* [WHAT THIS TASK INVOLVES] Please copy the material below line for line, without changing anything.

* [GIVEN ENTRIES]
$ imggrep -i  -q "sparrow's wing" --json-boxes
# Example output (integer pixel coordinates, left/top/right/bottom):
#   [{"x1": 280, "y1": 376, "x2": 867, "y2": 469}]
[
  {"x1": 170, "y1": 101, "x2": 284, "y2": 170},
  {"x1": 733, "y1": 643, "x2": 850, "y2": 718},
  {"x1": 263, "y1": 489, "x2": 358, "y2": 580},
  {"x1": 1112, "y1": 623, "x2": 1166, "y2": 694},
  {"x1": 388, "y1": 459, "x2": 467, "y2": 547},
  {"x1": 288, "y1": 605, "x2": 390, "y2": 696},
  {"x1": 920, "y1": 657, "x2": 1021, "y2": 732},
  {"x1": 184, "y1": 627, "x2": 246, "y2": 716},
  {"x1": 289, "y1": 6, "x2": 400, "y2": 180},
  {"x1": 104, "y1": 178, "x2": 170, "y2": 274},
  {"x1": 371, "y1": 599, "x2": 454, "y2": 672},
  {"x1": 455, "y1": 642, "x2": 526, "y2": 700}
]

* [ANSWER TO THE EXERCISE]
$ imggrep -i  -q "sparrow's wing" --json-boxes
# Example output (integer pixel coordinates, left/top/right/bottom):
#   [{"x1": 280, "y1": 376, "x2": 867, "y2": 469}]
[
  {"x1": 170, "y1": 101, "x2": 284, "y2": 170},
  {"x1": 733, "y1": 643, "x2": 850, "y2": 718},
  {"x1": 263, "y1": 489, "x2": 358, "y2": 580},
  {"x1": 1112, "y1": 623, "x2": 1166, "y2": 694},
  {"x1": 388, "y1": 459, "x2": 467, "y2": 547},
  {"x1": 288, "y1": 605, "x2": 390, "y2": 696},
  {"x1": 920, "y1": 657, "x2": 1021, "y2": 732},
  {"x1": 184, "y1": 627, "x2": 246, "y2": 716},
  {"x1": 289, "y1": 6, "x2": 400, "y2": 180},
  {"x1": 104, "y1": 178, "x2": 170, "y2": 274},
  {"x1": 371, "y1": 599, "x2": 454, "y2": 672},
  {"x1": 455, "y1": 642, "x2": 526, "y2": 700}
]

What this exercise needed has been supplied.